> _Task details_
For each statement below, answer yes or no according to the cochlear implant text, and quote the words of the text that decide it. 1. In the CIS strategy, a stimulation pulse is still delivered when a channel's output is zero for a period. 2. Very high stimulation rates are generated in order to deliver acoustic information to the auditory neural system. 3. Loudness as the patient perceives it depends largely on charge.

> _Text provided_
== Segment start ==

The present invention relates to cochlear implant systems, and more particularly to a type of stimulation applied to a patient through a cochlear implant that enhances the effectiveness of the cochlear implant.
The currently most widely used sound and speech processing strategies in cochlear implants are CIS and SPEAK. Both arc sequential pulsatile strategies, whereby each and every current pulse delivered to the auditory nerve represents a processed quantum of acoustic information that is derived from sound that has been recorded by the microphone of the cochlear implant system. Each stimulation pulse is modulated in amplitude and/or pulse width by the amount of energy and/or information that is recorded at the output of a corresponding filter and/or envelope extraction stage of the speech processor, frequently referred to as "channel". In the CIS strategy, if the output of a processing channel is zero for a given time period, the corresponding stimulation pulse will be of such amplitude as to fall below the patient's audible threshold, i.e. the pulse does not cause an auditory perception; nonetheless, it is delivered with the purpose of carrying a parcel of acoustic information (which happens to be zero at some points in time) to the auditory system.
In recent years, the modeling of acoustic nerve properties, as well as current laboratory research, indicate that better speech understanding and sound clarity for cochlear implant users may possibly be achieved by applying pulses to the auditory system at very high rates. The rationale is that very high pulse rates elicit a desirable stochastic response pattern in the auditory neural system. The purpose for generating very high stimulation rates is thus independent of the delivery of acoustic information to the auditory neural system.
Very high sequential pulse rates result in increasingly narrower pulse widths. Such increasingly narrower pulse widths make it difficult for the patient to perceive changes in loudness. This is because loudness as perceived by the patient is largely a function of charge (i.e. the combination of pulse width and pulse amplitude). In order to accomplish sufficient loudness growth with very narrow pulses, the pulse amplitude has to increase in proportion to the decrease of pulse width. Disadvantageously, very high pulse rates and ensuing narrow pulse widths are not practical for information delivery to the auditory neural system of transcutaneous cochlear implant users because of loudness growth limitations that result from limited compliance voltage. (The compliance voltage is the maximum voltage available within the cochlear implant device from which stimulation pulses may be derived.) Thus, it is seen that improvements are needed in the way high sequential pulse rates are delivered to a patient in order for such stimulation to be effective, e.g., in order to allow the patient to be able to perceive loudness.

== Segment end ==

> _Extracted material_
== Segment start ==

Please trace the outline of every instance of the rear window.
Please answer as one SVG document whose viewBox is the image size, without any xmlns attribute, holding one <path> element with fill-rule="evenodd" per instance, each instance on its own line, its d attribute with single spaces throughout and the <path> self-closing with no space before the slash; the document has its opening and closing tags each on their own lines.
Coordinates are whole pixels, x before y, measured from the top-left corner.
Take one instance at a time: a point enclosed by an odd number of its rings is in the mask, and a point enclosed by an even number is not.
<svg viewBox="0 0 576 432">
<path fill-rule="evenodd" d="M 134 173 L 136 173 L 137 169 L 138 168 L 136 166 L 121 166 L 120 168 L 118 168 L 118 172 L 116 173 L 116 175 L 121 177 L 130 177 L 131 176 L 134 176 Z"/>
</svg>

== Segment end ==
== Segment start ==

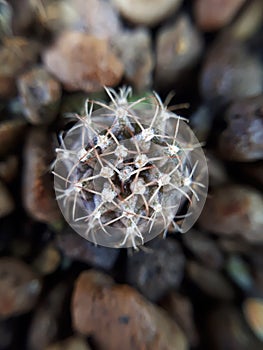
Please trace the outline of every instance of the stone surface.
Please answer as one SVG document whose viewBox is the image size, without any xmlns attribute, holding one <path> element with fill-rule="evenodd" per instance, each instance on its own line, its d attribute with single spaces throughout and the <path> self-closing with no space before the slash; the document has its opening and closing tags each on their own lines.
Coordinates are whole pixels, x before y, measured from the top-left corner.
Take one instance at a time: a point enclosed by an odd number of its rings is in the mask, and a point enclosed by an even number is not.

== Segment end ==

> _Answer box_
1. Yes: "nonetheless, it is delivered with the purpose of carrying a parcel of acoustic information"
2. No: "The purpose for generating very high stimulation rates is thus independent of the delivery of acoustic information to the auditory neural system."
3. Yes: "loudness as perceived by the patient is largely a function of charge"